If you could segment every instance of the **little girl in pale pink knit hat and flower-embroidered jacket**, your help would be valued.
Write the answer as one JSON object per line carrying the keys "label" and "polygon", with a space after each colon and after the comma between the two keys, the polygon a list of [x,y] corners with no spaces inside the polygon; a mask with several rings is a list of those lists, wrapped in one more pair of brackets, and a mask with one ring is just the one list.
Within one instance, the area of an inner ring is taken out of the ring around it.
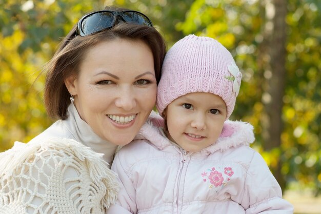
{"label": "little girl in pale pink knit hat and flower-embroidered jacket", "polygon": [[253,127],[228,120],[241,78],[213,38],[189,35],[168,51],[156,103],[164,128],[148,121],[117,153],[123,187],[108,213],[293,213],[249,147]]}

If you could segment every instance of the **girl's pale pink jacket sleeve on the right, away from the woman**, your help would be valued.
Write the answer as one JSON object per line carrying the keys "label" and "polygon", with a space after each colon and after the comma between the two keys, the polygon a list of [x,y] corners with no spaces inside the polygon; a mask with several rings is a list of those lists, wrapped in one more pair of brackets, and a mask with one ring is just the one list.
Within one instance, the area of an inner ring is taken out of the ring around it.
{"label": "girl's pale pink jacket sleeve on the right, away from the woman", "polygon": [[282,190],[262,156],[254,152],[247,171],[241,205],[246,214],[292,214],[293,206],[282,199]]}

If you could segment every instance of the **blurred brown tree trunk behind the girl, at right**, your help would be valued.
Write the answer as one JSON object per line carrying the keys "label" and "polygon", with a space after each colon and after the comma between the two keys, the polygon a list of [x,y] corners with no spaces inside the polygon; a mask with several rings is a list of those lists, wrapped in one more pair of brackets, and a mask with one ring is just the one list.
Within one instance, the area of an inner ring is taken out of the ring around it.
{"label": "blurred brown tree trunk behind the girl, at right", "polygon": [[[268,116],[268,133],[265,141],[265,149],[267,151],[281,146],[281,134],[283,131],[282,108],[283,96],[285,94],[286,84],[286,14],[287,1],[273,0],[272,4],[275,8],[273,17],[273,29],[271,32],[271,40],[269,45],[270,68],[272,75],[268,79],[267,93],[271,98],[266,103],[266,113]],[[282,151],[282,150],[281,150]],[[285,180],[281,174],[282,162],[279,159],[277,167],[271,170],[279,182],[281,187],[285,187]]]}

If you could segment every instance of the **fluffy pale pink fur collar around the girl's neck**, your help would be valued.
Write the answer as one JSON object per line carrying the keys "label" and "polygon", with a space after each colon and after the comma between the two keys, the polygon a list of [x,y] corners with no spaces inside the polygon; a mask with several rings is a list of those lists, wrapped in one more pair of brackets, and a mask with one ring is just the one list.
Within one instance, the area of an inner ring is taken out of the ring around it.
{"label": "fluffy pale pink fur collar around the girl's neck", "polygon": [[[172,143],[162,134],[160,123],[149,119],[136,135],[135,139],[147,139],[159,149],[164,149]],[[254,142],[253,126],[242,121],[225,121],[222,133],[215,143],[202,149],[201,153],[213,153],[217,150],[225,151],[230,147],[240,145],[249,146]]]}

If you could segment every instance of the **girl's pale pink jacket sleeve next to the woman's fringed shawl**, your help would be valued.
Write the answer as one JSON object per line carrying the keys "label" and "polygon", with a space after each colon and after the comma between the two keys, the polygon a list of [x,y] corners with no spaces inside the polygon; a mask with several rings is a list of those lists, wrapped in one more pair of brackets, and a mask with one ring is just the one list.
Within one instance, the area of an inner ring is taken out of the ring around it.
{"label": "girl's pale pink jacket sleeve next to the woman's fringed shawl", "polygon": [[124,156],[127,155],[123,153],[123,150],[119,151],[111,166],[111,169],[118,174],[121,189],[118,192],[116,203],[107,210],[107,214],[137,213],[136,190],[133,180],[128,175],[129,167],[125,166],[126,160],[121,161],[122,158],[119,158]]}

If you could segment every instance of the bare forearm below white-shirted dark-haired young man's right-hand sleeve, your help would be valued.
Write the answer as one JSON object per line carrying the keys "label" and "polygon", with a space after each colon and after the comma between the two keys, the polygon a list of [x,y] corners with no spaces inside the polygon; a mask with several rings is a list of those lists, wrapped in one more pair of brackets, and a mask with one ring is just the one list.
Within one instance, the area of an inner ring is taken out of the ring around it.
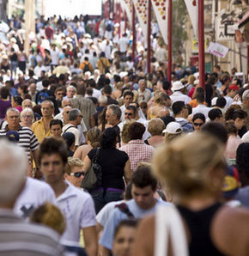
{"label": "bare forearm below white-shirted dark-haired young man's right-hand sleeve", "polygon": [[97,256],[98,241],[96,227],[88,227],[83,229],[85,248],[88,256]]}

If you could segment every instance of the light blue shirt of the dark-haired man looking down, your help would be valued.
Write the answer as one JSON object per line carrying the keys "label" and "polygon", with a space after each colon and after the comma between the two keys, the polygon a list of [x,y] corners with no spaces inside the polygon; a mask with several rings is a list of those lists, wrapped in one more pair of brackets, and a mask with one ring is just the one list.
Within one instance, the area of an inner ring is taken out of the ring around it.
{"label": "light blue shirt of the dark-haired man looking down", "polygon": [[[129,207],[129,210],[135,216],[135,218],[140,219],[144,216],[147,216],[149,214],[155,213],[155,209],[160,204],[170,204],[166,203],[164,201],[157,200],[155,206],[149,210],[143,210],[139,208],[135,202],[134,199],[131,199],[130,201],[126,202],[126,204]],[[106,227],[103,231],[103,235],[100,238],[100,245],[103,247],[108,248],[109,250],[112,250],[112,241],[114,237],[114,231],[116,227],[118,226],[118,223],[122,220],[127,219],[128,216],[119,210],[118,208],[114,209],[112,211],[112,215],[109,217],[108,222],[106,223]]]}

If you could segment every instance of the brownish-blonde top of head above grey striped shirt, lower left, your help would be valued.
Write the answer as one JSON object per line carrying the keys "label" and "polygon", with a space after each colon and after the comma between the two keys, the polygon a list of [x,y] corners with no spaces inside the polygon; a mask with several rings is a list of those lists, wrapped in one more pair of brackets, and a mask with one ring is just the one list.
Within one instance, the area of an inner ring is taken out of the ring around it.
{"label": "brownish-blonde top of head above grey striped shirt, lower left", "polygon": [[57,231],[60,235],[63,235],[66,227],[64,215],[57,206],[51,203],[40,205],[36,210],[33,211],[30,220],[32,222],[44,224]]}

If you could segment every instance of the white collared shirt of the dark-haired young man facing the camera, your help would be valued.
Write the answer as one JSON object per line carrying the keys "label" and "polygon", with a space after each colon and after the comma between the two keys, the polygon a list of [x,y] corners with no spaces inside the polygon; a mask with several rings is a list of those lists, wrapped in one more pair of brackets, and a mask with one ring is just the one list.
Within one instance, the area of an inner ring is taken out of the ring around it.
{"label": "white collared shirt of the dark-haired young man facing the camera", "polygon": [[56,205],[64,213],[66,230],[62,241],[79,241],[81,229],[96,225],[94,201],[87,193],[81,191],[65,180],[67,189],[58,198]]}

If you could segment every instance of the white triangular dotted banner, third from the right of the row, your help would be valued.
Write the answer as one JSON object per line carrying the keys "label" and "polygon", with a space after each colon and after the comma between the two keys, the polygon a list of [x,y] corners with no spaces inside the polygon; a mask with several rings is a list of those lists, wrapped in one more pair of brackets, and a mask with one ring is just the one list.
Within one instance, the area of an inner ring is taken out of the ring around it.
{"label": "white triangular dotted banner, third from the right of the row", "polygon": [[[148,23],[148,1],[147,0],[133,0],[138,22],[143,32],[144,43],[147,42],[147,23]],[[149,21],[150,22],[150,21]],[[146,44],[146,43],[145,43]]]}

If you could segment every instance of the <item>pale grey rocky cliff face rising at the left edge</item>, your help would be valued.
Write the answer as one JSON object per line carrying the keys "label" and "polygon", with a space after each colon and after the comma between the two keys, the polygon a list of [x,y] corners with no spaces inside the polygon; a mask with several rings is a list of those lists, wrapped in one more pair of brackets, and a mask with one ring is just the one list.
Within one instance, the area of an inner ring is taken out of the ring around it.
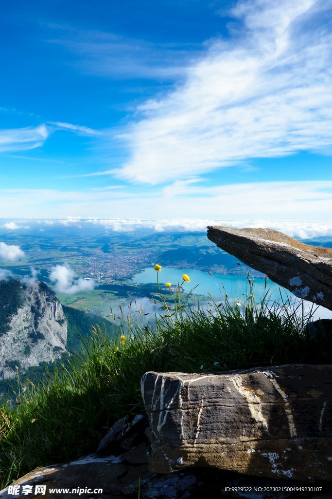
{"label": "pale grey rocky cliff face rising at the left edge", "polygon": [[60,301],[44,283],[0,281],[0,379],[16,376],[66,350],[67,320]]}

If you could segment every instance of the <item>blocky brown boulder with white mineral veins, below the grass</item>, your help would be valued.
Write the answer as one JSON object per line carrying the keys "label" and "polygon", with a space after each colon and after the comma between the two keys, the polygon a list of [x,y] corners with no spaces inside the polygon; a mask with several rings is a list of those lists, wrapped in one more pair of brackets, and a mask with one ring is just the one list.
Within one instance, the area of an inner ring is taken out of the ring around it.
{"label": "blocky brown boulder with white mineral veins, below the grass", "polygon": [[208,466],[332,481],[332,365],[148,372],[141,388],[152,473]]}

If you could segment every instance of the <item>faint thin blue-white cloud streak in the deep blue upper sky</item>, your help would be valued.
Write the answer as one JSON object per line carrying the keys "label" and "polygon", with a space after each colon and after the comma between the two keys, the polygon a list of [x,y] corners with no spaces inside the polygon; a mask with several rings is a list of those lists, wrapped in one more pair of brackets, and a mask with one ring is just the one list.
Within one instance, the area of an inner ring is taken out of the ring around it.
{"label": "faint thin blue-white cloud streak in the deep blue upper sky", "polygon": [[190,59],[202,50],[198,43],[152,43],[99,30],[48,24],[63,32],[49,43],[79,54],[75,66],[87,74],[114,79],[149,78],[173,81],[182,77]]}

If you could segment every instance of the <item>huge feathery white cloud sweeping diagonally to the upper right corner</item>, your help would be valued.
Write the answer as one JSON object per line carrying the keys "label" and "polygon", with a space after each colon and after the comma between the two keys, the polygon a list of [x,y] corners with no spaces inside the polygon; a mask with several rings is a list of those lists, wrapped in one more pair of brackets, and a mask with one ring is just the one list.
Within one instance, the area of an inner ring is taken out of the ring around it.
{"label": "huge feathery white cloud sweeping diagonally to the upper right corner", "polygon": [[132,152],[118,176],[155,184],[331,146],[329,4],[240,1],[228,15],[233,36],[213,40],[186,81],[118,135]]}

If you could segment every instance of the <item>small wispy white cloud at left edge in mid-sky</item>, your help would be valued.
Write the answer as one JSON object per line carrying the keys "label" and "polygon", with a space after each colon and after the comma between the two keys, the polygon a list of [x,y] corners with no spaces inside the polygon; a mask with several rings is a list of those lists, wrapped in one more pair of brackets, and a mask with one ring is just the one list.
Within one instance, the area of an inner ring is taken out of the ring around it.
{"label": "small wispy white cloud at left edge in mid-sky", "polygon": [[49,132],[45,125],[0,130],[0,152],[25,151],[43,145]]}

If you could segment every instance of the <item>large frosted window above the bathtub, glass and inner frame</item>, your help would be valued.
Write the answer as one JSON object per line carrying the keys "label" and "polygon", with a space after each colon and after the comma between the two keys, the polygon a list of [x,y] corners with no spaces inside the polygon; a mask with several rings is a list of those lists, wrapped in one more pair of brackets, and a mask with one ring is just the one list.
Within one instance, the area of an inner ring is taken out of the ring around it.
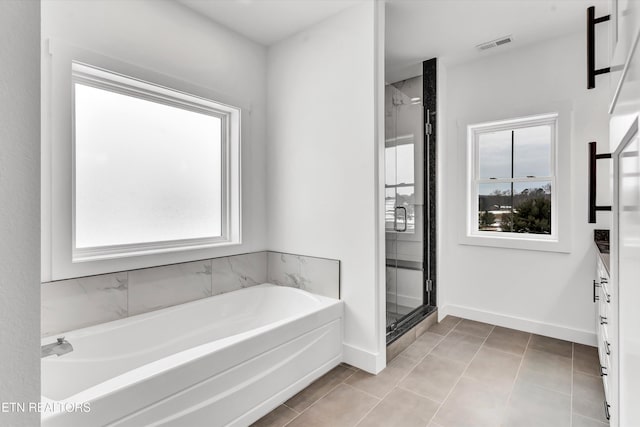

WORK TO COMPLETE: If a line in the records includes the string "item", copy it.

SOLUTION FOR THIS TASK:
If you could segment every instance of the <item>pale grey rocky cliff face rising at the left edge</item>, your help would be valued.
If you could segment every instance of the <item>blocky brown boulder with white mineral veins, below the grass</item>, your help would be valued.
If you could segment every instance of the <item>faint thin blue-white cloud streak in the deep blue upper sky</item>, your help would be valued.
If you could segment every instance of the <item>huge feathery white cloud sweeping diagonally to the upper right corner</item>, your help would be valued.
If you could segment every instance of the <item>small wispy white cloud at left edge in mid-sky</item>, your help would be valued.
If you could segment every instance of the <item>large frosted window above the bathtub, glass and inner frame</item>, your help would be valued.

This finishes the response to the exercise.